EXERCISE GOAL: Which lines of the records contain the word "collar"? Extract each such line, matching case exactly.

TASK INPUT:
▽
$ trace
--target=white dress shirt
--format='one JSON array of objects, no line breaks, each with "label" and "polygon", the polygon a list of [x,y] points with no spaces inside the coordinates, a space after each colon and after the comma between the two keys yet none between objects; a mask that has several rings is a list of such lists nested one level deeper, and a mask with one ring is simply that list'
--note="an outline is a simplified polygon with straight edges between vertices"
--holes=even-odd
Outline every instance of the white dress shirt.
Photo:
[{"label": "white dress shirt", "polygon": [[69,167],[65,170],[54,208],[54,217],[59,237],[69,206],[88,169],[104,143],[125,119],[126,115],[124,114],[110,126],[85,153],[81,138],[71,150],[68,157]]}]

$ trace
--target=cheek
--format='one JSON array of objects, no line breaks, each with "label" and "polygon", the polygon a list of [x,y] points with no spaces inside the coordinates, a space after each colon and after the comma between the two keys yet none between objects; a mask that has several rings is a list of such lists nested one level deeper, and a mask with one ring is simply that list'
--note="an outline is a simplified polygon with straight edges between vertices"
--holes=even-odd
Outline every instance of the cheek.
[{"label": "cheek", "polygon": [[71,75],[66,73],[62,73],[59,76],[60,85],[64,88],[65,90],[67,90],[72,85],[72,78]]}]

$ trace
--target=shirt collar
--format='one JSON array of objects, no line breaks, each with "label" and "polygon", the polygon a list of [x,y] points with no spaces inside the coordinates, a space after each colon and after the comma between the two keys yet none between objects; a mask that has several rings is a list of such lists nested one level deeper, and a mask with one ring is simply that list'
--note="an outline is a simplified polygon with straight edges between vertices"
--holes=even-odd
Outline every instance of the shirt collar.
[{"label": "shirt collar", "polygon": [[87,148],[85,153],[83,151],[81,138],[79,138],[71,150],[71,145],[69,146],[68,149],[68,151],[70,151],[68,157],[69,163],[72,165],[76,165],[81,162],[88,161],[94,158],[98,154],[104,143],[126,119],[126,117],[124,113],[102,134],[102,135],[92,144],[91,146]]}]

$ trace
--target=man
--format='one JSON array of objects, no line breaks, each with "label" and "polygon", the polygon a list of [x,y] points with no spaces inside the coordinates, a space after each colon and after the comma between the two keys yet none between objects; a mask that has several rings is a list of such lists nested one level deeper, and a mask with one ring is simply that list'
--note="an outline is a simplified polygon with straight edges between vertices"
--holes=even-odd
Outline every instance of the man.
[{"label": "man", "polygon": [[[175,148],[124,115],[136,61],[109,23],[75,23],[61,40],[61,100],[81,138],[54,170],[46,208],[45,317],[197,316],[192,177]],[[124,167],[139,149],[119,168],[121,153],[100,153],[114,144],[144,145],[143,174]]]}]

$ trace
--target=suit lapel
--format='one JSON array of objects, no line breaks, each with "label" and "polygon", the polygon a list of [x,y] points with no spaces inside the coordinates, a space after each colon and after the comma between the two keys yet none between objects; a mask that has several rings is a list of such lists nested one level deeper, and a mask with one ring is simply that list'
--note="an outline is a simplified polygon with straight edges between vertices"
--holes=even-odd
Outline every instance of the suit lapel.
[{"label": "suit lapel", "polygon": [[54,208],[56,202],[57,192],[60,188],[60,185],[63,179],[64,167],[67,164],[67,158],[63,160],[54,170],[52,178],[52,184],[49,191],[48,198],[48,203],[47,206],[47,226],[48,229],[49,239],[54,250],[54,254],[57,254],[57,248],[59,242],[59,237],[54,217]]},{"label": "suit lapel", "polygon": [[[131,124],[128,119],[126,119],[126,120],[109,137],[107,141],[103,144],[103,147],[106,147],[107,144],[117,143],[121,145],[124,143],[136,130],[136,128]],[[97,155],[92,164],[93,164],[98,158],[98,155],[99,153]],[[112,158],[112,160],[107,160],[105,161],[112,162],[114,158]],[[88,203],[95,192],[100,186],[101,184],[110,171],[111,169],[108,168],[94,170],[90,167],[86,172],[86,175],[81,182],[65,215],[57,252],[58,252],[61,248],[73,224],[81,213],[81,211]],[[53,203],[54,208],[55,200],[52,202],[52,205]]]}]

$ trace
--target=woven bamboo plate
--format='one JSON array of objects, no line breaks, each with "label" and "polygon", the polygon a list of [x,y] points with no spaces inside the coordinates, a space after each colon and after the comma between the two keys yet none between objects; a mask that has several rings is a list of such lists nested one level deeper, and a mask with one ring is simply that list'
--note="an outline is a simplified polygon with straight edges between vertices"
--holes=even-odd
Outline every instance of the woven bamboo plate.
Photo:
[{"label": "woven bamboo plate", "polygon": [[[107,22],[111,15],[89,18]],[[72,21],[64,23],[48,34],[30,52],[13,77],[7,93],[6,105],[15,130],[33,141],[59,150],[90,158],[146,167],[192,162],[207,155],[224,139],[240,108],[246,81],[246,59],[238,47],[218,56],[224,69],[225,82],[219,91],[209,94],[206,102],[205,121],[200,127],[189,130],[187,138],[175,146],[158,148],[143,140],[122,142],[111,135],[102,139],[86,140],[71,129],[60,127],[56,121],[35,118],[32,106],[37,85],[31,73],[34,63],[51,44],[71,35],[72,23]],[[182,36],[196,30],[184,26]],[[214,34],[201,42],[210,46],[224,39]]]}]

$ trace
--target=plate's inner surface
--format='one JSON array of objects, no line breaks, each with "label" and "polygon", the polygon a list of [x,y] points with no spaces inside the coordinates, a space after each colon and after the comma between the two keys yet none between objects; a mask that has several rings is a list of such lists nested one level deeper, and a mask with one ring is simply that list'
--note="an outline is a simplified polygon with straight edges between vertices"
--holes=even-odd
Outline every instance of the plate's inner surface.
△
▽
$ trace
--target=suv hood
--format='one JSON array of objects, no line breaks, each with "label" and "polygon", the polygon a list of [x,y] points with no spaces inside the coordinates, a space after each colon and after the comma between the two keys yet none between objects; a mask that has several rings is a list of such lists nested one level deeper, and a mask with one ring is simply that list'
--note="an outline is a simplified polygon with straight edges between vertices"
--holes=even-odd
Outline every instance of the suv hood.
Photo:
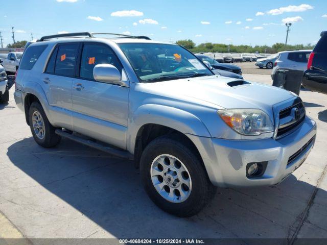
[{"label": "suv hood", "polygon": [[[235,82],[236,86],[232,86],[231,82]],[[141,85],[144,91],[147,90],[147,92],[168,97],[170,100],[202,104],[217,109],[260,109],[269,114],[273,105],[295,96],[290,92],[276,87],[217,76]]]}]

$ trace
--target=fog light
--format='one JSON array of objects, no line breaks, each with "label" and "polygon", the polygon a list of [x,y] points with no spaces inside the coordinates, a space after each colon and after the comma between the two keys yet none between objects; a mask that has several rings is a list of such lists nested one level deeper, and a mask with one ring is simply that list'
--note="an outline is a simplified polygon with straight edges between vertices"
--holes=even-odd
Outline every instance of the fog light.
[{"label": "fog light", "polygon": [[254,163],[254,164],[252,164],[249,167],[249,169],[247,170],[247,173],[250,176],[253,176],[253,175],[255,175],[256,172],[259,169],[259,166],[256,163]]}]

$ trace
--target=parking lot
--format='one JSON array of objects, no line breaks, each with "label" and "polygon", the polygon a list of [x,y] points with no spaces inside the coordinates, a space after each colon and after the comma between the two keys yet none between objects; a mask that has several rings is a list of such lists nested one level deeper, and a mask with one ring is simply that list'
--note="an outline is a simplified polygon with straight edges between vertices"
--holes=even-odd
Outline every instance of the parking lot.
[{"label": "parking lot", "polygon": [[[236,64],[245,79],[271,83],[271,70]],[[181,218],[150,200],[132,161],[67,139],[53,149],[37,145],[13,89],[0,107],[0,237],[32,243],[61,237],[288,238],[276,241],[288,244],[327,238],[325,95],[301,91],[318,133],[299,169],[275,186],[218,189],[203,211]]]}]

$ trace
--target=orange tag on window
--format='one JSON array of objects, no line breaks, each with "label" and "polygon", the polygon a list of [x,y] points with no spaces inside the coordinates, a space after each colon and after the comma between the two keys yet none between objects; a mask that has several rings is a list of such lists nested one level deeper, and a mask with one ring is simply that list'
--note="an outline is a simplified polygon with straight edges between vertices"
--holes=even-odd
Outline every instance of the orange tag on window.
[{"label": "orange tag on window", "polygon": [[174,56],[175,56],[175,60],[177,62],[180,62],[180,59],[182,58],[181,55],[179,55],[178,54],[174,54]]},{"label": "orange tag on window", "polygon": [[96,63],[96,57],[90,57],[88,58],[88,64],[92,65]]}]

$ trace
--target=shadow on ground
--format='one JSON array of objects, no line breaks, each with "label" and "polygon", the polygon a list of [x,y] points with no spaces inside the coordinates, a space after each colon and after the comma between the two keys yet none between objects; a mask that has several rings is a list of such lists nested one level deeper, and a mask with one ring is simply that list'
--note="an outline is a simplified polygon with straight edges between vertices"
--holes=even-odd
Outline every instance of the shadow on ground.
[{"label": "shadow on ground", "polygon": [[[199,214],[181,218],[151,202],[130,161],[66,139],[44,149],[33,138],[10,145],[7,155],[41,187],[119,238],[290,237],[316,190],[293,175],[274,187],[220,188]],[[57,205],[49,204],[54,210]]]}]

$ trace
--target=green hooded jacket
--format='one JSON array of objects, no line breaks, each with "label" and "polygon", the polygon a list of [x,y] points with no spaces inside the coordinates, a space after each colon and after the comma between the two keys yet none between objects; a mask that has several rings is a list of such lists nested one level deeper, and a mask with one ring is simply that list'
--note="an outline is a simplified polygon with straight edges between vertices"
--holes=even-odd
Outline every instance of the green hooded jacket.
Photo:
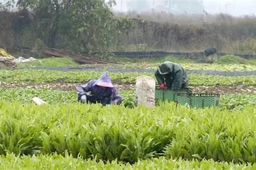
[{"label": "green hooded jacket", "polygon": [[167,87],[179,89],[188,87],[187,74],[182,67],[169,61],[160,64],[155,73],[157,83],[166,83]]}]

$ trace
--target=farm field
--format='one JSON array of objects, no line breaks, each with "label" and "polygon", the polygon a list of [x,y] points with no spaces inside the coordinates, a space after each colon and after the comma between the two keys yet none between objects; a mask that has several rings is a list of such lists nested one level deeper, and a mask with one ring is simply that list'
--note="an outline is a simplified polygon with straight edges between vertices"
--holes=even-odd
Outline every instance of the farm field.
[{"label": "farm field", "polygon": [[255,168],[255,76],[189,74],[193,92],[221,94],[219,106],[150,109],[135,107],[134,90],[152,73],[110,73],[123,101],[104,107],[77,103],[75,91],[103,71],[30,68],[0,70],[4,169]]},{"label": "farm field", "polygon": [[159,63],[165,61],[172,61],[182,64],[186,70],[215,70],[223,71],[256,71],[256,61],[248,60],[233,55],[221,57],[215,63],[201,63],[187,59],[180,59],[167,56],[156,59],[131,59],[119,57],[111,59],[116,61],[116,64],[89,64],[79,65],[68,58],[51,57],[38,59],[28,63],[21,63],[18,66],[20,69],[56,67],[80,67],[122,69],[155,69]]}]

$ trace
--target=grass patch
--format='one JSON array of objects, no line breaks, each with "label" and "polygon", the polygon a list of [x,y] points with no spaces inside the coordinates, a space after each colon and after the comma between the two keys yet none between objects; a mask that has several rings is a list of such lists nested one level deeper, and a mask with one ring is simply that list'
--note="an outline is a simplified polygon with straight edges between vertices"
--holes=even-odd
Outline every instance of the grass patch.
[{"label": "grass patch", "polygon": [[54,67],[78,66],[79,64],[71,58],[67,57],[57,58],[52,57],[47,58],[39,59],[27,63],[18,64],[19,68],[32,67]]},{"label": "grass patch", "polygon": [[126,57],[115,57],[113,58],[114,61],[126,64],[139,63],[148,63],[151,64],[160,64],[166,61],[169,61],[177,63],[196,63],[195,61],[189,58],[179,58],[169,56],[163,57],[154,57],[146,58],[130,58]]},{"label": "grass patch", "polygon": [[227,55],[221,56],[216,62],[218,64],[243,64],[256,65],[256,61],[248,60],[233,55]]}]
△
WRITTEN SOLUTION:
--target=shirt collar
Outline every instance of the shirt collar.
[{"label": "shirt collar", "polygon": [[87,148],[85,153],[83,151],[81,138],[79,138],[71,150],[71,145],[69,146],[68,149],[68,151],[70,151],[68,157],[69,163],[72,165],[76,165],[81,162],[88,161],[94,158],[98,154],[104,143],[126,119],[126,117],[124,113],[102,134],[102,135],[92,144],[91,146]]}]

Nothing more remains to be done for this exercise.